Directions:
Rename "top-left corner" to "upper-left corner" in the entries from the line with "of the white" through the end of the entries, and give those lines again with nothing else altered.

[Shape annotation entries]
* * * * * * * * *
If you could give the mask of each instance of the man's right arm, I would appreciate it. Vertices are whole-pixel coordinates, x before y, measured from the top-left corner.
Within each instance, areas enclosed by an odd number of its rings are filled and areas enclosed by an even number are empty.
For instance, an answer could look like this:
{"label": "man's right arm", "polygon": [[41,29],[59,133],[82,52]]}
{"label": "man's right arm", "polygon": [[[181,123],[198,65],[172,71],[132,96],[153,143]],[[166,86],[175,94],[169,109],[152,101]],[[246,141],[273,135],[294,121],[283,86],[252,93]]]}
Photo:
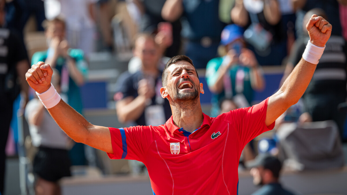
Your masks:
{"label": "man's right arm", "polygon": [[75,142],[113,154],[108,128],[91,124],[61,100],[48,110],[60,128]]}
{"label": "man's right arm", "polygon": [[[39,93],[47,91],[51,86],[53,70],[42,62],[33,65],[25,74],[29,85]],[[40,78],[44,78],[42,81]],[[62,100],[48,109],[56,122],[65,133],[77,142],[81,142],[113,154],[111,135],[107,127],[91,124]]]}

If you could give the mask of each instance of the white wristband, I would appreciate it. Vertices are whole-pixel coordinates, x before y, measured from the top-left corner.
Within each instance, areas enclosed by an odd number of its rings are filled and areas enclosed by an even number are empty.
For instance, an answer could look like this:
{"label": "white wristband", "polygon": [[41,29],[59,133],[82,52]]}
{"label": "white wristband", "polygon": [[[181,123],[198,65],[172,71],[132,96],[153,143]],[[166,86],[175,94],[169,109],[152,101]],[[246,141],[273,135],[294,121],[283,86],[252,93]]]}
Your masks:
* * * * * * * * *
Final answer:
If you could give the mask of each instance of the white wristband, I would appreciate it. Vertices are whole-pixel coordinates, x before y, measured from the upper-left corner.
Within each instance, areas enclosed by an odd number of its rings are filled and areas enclosed by an even number are empty.
For instance, an answer could look like this:
{"label": "white wristband", "polygon": [[41,29],[59,133],[82,52]]}
{"label": "white wristband", "polygon": [[[181,123],[198,65],[172,71],[132,96],[153,143]],[[166,86],[175,94],[169,109],[152,101]],[[246,141],[273,135],[294,121],[283,86],[252,93]]]}
Your masks:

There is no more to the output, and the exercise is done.